Tally the lines of the entries below that contain the string "wooden", with case counting, and give only the number.

=== GIVEN ENTRIES ===

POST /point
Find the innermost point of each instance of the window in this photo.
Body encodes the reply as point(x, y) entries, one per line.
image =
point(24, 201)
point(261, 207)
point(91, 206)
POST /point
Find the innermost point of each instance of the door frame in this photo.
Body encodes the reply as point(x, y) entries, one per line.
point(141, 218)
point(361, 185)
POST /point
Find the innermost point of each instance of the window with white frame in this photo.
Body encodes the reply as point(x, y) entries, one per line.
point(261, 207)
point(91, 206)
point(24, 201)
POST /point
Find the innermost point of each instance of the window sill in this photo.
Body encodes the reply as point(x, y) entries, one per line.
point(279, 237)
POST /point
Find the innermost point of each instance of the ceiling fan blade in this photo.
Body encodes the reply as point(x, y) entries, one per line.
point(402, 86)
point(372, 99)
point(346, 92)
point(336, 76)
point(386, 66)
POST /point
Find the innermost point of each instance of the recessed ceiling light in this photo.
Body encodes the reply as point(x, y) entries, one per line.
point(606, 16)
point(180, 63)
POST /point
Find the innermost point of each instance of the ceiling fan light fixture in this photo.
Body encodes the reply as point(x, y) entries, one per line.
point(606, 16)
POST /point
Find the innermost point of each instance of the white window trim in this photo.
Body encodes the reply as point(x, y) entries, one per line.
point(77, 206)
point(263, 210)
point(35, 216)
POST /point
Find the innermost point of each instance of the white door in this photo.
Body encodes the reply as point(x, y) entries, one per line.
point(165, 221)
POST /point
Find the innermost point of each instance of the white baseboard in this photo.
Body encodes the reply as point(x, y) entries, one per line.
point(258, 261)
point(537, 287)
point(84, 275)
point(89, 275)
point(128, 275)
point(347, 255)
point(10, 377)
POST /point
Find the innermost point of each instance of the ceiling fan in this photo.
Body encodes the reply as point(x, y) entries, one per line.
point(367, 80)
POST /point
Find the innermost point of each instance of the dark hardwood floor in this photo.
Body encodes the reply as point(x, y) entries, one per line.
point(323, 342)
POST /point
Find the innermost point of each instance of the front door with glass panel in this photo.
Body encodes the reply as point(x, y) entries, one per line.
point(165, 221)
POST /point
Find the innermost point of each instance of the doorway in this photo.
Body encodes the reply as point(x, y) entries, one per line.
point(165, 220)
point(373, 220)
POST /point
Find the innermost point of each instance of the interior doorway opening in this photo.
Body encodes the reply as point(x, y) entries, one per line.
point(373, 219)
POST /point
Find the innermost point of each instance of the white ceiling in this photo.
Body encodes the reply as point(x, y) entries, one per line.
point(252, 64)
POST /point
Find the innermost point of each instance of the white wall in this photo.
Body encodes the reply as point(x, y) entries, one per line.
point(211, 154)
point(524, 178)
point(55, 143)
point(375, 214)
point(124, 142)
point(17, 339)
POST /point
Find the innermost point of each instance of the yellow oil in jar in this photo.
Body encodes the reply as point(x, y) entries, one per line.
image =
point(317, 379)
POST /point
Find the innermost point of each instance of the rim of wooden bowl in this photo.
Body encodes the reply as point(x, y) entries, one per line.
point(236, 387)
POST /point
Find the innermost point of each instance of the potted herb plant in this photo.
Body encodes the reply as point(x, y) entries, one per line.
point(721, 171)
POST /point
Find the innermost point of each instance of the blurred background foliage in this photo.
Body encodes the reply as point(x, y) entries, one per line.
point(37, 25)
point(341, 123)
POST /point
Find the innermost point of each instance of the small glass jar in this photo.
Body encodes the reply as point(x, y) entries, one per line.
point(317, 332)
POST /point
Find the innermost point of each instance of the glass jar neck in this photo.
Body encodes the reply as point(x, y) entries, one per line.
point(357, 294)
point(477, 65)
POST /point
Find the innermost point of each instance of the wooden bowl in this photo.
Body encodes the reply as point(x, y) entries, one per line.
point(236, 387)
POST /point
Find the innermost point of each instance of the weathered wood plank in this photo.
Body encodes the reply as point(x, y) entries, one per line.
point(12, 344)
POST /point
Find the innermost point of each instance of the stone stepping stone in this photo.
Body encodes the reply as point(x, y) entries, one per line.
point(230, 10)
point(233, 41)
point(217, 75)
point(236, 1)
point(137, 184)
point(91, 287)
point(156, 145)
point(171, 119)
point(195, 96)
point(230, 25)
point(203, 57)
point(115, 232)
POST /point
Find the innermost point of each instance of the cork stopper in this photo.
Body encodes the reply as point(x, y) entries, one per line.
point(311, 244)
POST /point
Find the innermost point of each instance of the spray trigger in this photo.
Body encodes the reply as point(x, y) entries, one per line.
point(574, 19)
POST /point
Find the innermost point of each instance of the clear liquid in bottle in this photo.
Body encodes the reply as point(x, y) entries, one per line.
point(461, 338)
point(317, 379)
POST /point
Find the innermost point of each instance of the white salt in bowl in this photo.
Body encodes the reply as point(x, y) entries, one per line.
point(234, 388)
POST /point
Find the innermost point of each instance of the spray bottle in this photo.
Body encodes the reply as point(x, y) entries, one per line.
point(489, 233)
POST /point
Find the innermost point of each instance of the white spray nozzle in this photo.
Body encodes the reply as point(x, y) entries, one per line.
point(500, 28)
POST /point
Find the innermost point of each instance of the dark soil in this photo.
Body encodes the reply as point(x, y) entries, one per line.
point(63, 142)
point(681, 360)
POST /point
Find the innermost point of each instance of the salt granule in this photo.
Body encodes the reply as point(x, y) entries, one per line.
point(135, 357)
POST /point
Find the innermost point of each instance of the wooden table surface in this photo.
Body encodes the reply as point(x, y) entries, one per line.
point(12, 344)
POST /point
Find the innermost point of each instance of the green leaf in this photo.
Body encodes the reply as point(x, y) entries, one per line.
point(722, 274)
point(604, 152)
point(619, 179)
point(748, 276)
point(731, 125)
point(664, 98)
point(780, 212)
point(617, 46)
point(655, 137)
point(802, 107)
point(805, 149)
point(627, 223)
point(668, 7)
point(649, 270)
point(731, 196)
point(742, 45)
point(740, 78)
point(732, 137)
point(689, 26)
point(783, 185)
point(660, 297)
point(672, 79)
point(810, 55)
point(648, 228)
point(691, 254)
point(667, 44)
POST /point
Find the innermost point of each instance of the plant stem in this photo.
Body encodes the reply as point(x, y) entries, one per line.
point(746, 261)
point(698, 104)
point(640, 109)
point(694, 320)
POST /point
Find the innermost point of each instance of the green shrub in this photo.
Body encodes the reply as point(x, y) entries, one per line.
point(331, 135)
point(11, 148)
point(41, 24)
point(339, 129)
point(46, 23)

===
=== GIVEN ENTRIES ===

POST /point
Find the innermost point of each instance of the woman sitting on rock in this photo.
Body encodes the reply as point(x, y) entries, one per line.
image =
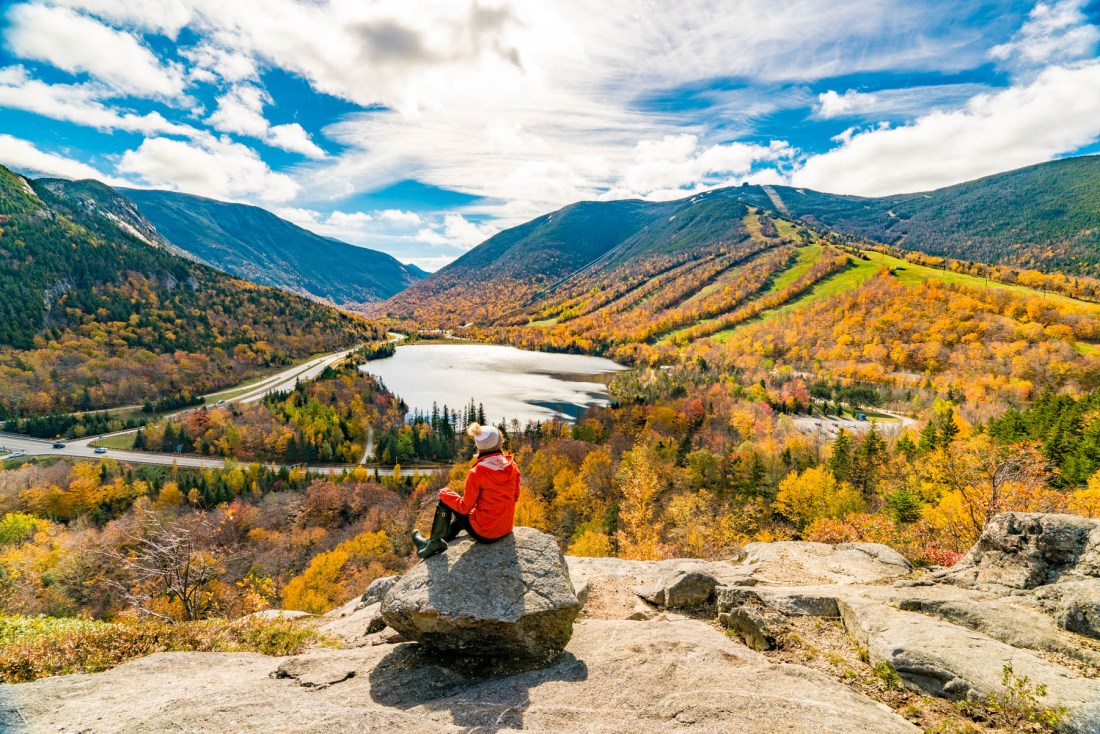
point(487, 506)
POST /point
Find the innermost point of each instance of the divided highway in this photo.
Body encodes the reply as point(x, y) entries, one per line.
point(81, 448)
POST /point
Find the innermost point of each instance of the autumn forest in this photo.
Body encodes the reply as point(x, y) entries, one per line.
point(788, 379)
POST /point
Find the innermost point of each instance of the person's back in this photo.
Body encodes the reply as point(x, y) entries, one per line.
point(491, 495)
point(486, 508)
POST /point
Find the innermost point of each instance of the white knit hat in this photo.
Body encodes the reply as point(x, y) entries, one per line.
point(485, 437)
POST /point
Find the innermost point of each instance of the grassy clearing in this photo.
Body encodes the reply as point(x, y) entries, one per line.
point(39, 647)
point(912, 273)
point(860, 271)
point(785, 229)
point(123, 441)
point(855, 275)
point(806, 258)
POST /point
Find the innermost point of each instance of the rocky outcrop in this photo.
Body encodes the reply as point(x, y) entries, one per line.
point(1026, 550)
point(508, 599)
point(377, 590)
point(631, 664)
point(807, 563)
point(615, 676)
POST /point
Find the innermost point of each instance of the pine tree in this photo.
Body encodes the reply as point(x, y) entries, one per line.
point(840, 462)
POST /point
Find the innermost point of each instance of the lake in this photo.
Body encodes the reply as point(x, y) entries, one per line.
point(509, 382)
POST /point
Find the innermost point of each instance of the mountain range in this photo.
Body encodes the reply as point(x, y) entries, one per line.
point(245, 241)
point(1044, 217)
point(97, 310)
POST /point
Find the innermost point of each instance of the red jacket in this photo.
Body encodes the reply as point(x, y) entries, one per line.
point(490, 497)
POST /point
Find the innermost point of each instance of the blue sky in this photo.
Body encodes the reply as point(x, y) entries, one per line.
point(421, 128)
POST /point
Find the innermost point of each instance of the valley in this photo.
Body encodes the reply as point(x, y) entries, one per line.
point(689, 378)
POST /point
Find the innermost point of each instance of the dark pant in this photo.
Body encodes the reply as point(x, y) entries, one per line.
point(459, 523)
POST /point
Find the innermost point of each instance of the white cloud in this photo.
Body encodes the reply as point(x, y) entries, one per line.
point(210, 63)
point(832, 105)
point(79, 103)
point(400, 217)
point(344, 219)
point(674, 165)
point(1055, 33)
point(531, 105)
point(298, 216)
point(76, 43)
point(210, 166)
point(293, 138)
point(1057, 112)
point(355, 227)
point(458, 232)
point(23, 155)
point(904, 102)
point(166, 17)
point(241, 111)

===

§ **FINAL RESULT**: 3